> **EXERCISE PROMPT**
Below is a listing; copy all of it exactly.

Dataset excerpts on object pointing

• • •

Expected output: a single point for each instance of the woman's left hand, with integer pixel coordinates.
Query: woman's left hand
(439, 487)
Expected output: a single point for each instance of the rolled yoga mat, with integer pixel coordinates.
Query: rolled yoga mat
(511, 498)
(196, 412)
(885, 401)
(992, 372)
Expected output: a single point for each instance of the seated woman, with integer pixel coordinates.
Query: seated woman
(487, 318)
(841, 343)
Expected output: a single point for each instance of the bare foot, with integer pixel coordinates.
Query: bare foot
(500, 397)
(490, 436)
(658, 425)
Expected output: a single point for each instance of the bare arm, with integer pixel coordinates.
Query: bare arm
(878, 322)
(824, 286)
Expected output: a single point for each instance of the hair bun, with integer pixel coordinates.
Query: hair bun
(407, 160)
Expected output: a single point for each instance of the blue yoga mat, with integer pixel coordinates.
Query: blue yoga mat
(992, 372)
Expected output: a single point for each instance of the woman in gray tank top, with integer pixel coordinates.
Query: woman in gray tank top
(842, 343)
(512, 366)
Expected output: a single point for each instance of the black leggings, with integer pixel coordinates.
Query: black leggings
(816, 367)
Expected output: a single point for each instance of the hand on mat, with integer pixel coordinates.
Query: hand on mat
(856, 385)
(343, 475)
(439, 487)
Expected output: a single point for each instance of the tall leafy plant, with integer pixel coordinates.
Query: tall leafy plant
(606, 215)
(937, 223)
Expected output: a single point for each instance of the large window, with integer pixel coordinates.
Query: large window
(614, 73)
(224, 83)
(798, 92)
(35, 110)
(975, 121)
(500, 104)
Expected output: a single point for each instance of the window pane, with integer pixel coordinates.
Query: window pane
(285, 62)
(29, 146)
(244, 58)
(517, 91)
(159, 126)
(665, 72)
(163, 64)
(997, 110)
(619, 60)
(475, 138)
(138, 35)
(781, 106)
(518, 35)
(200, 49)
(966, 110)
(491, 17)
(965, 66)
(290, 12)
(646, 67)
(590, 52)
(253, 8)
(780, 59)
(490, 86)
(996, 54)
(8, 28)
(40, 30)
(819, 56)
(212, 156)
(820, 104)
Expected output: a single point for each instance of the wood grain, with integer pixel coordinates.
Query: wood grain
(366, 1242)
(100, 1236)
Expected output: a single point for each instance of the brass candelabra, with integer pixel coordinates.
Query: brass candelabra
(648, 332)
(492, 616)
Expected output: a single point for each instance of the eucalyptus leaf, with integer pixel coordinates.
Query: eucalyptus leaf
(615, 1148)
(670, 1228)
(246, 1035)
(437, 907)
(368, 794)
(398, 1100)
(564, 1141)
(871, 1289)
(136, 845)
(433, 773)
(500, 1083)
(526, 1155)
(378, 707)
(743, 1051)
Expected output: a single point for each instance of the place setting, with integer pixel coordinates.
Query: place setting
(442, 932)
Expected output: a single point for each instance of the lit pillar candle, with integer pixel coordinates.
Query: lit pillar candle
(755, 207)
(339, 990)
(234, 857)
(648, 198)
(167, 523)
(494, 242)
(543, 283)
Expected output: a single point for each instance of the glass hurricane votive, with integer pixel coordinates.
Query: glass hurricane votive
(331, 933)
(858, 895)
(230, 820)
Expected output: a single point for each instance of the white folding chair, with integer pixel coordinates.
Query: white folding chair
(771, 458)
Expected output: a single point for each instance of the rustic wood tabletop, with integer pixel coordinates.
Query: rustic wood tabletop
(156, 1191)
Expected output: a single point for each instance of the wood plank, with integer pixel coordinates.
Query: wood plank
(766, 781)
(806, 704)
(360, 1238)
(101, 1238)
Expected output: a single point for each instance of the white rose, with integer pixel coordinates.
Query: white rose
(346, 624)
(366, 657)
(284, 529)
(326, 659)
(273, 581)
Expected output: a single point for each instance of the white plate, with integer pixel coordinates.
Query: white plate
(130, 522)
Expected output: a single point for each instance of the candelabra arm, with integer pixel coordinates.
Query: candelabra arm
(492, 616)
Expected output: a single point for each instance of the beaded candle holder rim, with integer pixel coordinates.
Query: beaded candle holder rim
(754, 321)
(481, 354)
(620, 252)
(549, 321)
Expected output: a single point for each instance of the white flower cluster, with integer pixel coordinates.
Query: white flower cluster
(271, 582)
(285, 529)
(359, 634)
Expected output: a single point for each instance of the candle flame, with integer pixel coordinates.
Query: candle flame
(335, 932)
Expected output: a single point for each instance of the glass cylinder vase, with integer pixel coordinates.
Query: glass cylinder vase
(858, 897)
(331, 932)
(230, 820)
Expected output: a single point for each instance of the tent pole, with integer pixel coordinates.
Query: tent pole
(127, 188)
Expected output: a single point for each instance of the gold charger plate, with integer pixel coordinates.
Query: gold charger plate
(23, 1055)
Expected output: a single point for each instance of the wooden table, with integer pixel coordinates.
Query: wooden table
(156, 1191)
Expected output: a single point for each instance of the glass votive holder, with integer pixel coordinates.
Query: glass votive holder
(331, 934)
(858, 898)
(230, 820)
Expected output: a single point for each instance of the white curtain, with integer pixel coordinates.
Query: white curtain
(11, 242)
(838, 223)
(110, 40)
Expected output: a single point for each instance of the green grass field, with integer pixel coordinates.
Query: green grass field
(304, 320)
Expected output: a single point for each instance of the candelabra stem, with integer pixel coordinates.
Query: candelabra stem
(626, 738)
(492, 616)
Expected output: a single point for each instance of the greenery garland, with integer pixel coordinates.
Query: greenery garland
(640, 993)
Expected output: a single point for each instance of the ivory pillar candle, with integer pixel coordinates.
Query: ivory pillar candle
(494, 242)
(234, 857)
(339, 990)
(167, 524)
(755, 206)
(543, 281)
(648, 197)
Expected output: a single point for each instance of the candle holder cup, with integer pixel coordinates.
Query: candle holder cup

• • •

> **RESULT OF THE EXERCISE**
Expected output: a single point for each instance of the woman's left hand, with integer pixel coordinates.
Query: woman's left hand
(439, 487)
Expected output: a single point for each instance of the rolled yoga mat, with integer pixel coordinates.
Query: rolled yoga mat
(511, 498)
(196, 412)
(885, 401)
(992, 372)
Expected output: a single point for each instance of the seated woman, with integer pixel coordinates.
Query: seated woman
(487, 318)
(841, 343)
Expected output: a single point for each instance of the bare foot, with integer pixel coordinates.
Query: bare foot
(500, 397)
(490, 436)
(658, 425)
Expected output: a single point for each instance of the bare arm, with integer pixel coordinates.
Query: bare arm
(878, 322)
(824, 286)
Expected output: a single point for each instance of the hair bun, with integer pixel coordinates.
Query: hair bun
(407, 160)
Expected output: a single point for each instance of the blue yoga mat, with integer pixel coordinates.
Query: blue yoga mat
(992, 372)
Expected output: a single point for each instance of the woman in gray tank top, with integer pixel coordinates.
Query: woman in gray tank top
(842, 343)
(512, 366)
Expected output: a single point for each instance of the black leggings, with integer pixel coordinates.
Query: black leggings
(816, 367)
Expected output: a single point for each instance of the hand on mat, with integer pixel coordinates.
Query: hand on mat
(856, 385)
(343, 475)
(439, 487)
Expected output: a single point for each instance of the tall leafy plant, with integer pixel coordinates.
Query: tall leafy plant
(606, 215)
(937, 223)
Expected output: a single point for each instance of the large window, with integer pixel coordinates.
Query: large window
(614, 73)
(224, 83)
(798, 92)
(35, 110)
(975, 121)
(500, 104)
Expected output: a single point for each instance of the window pane, with integer pixel coordinates.
Query: window pane
(285, 62)
(29, 146)
(244, 58)
(517, 91)
(159, 126)
(665, 72)
(163, 64)
(997, 110)
(619, 60)
(475, 138)
(138, 35)
(781, 106)
(518, 35)
(200, 49)
(966, 110)
(491, 17)
(965, 66)
(290, 12)
(646, 67)
(590, 52)
(253, 8)
(780, 59)
(490, 86)
(996, 54)
(8, 28)
(40, 30)
(819, 56)
(212, 156)
(820, 104)
Expected output: a single point for each instance of the wood grain, with integer pixel coordinates.
Query: wood grain
(366, 1242)
(100, 1236)
Expected output: a single point for each instance of the brass candelabra, with integer pixel coordinates.
Query: brass candelabra
(648, 332)
(492, 616)
Expected output: a single point for each instance of the eucalyptus leaf, with integer pixel coordinates.
Query: eucalyptus leaf
(615, 1148)
(670, 1228)
(246, 1035)
(437, 907)
(368, 794)
(398, 1100)
(564, 1141)
(871, 1289)
(136, 845)
(433, 773)
(500, 1083)
(526, 1155)
(378, 707)
(743, 1051)
Expected output: a single point for each instance of the place setting, with integer pixel coordinates.
Query: place setting
(442, 932)
Expected output: a single point for each instance of the lit pillar candle, with integer pixel coordinates.
Query: lit pillar candle
(755, 207)
(339, 990)
(234, 857)
(648, 198)
(167, 523)
(494, 242)
(543, 283)
Expected output: a single point for each instance of the glass hurricane votive, with integer pixel coordinates.
Query: glass hurricane votive
(331, 933)
(858, 895)
(230, 820)
Expected output: a single point for each instance of the white folding chair, with integer pixel coordinates.
Query: white folding chair
(771, 458)
Expected output: a single point for each instance of the rustic wood tabletop, with integer pixel coordinates.
Query: rustic wood tabletop
(156, 1191)
Expected output: a single point for each instance of the wood plank, with integer pixel coordinates.
Query: wood plank
(766, 781)
(806, 704)
(360, 1238)
(101, 1238)
Expected output: a single point for each instance of the white rose, with integer pixel coordinates.
Query: white rose
(346, 624)
(366, 657)
(284, 529)
(326, 659)
(273, 581)
Expected output: a single point for each instance of the white plate, with integer pixel coordinates.
Query: white plate
(130, 522)
Expected output: a single point for each instance of the candelabra arm, with integer pixel coordinates.
Query: candelabra arm
(492, 616)
Expected output: a single point for each instance of the beaded candle holder rim, with integer pixel coordinates.
Query: beaded candle holder rim
(754, 321)
(481, 354)
(620, 252)
(549, 321)
Expected output: a single point for each instance of the white flower cluster, with integer pixel coordinates.
Query: white flower cluster
(271, 582)
(285, 529)
(359, 634)
Expected output: a single point for each instance of the candle flame, with integer pixel coordinates.
Query: candle flame
(335, 932)
Expected output: a single point for each instance of the glass cylinder vase, with integer pixel coordinates.
Query: glass cylinder vase
(858, 897)
(331, 932)
(230, 820)
Expected output: a single point for each instance of the tent pole, with integer pixel coordinates.
Query: tent pole
(127, 188)
Expected output: a single point for each instance of the gold charger plate, with integer pixel coordinates.
Query: gold charger plate
(23, 1055)
Expected output: a single point for each instance of the wooden table, with integer pixel coordinates.
Query: wooden table
(156, 1191)
Expected output: a single point for each instance of the glass votive holder, with integer pixel coordinates.
Query: glass votive holder
(331, 934)
(858, 898)
(230, 820)
Expected output: a single point for each instance of the white curtain, with integer pixel coordinates.
Query: white curtain
(11, 242)
(838, 223)
(110, 40)
Expected output: a single point for each instance of the green grass field, with integer pixel coordinates.
Query: green grass field
(304, 320)
Expected output: a single point for each instance of the candelabra stem, with integer pixel coordinates.
Query: candelabra stem
(626, 738)
(492, 616)
Expected output: a single point for each instance of the greenery garland, with integer pixel coordinates.
Query: greenery garland
(640, 993)
Expected output: a single point for each instance of the ivory pillar candle, with integer pixel coordinates.
Query: ivory pillar candle
(494, 242)
(234, 857)
(339, 990)
(167, 524)
(755, 206)
(543, 281)
(648, 197)
Expected output: a single point for each instance of the candle holder cup, with integer pixel coordinates.
Query: candle holder cup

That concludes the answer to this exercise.